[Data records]
================================
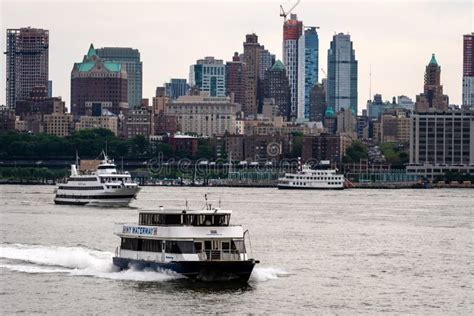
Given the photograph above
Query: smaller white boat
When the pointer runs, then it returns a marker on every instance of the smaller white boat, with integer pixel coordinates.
(105, 187)
(307, 178)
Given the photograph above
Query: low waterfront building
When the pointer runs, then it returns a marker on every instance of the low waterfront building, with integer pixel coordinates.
(107, 120)
(59, 124)
(204, 115)
(138, 122)
(184, 143)
(325, 147)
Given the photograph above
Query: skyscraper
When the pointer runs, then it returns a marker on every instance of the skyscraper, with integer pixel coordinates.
(277, 87)
(252, 51)
(97, 80)
(432, 98)
(468, 71)
(130, 58)
(208, 75)
(27, 62)
(267, 60)
(342, 74)
(236, 79)
(176, 88)
(317, 103)
(292, 30)
(308, 63)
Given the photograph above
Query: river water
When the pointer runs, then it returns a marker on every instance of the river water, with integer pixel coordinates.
(337, 252)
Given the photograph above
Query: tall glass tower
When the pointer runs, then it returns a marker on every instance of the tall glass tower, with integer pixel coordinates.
(342, 75)
(308, 65)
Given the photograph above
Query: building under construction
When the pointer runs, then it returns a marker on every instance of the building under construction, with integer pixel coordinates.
(27, 62)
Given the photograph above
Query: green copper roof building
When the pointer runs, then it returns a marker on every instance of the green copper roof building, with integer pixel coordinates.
(130, 59)
(96, 80)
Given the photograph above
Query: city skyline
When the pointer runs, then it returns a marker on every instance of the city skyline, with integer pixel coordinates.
================================
■ DIRECTIONS FOR THIS TASK: Reproduce only the lines above, starting at the line with "waterfront building, with integer pixel coordinates." and ending at the line with "Query: skyscraper", exactly as written.

■ YOUR SOLUTION:
When the pointer runs, then it returns a marker on every instance of the low waterfront building, with integer pixel coordinates.
(107, 120)
(59, 124)
(204, 115)
(138, 122)
(184, 143)
(325, 147)
Given the photograph above
Query: skyscraper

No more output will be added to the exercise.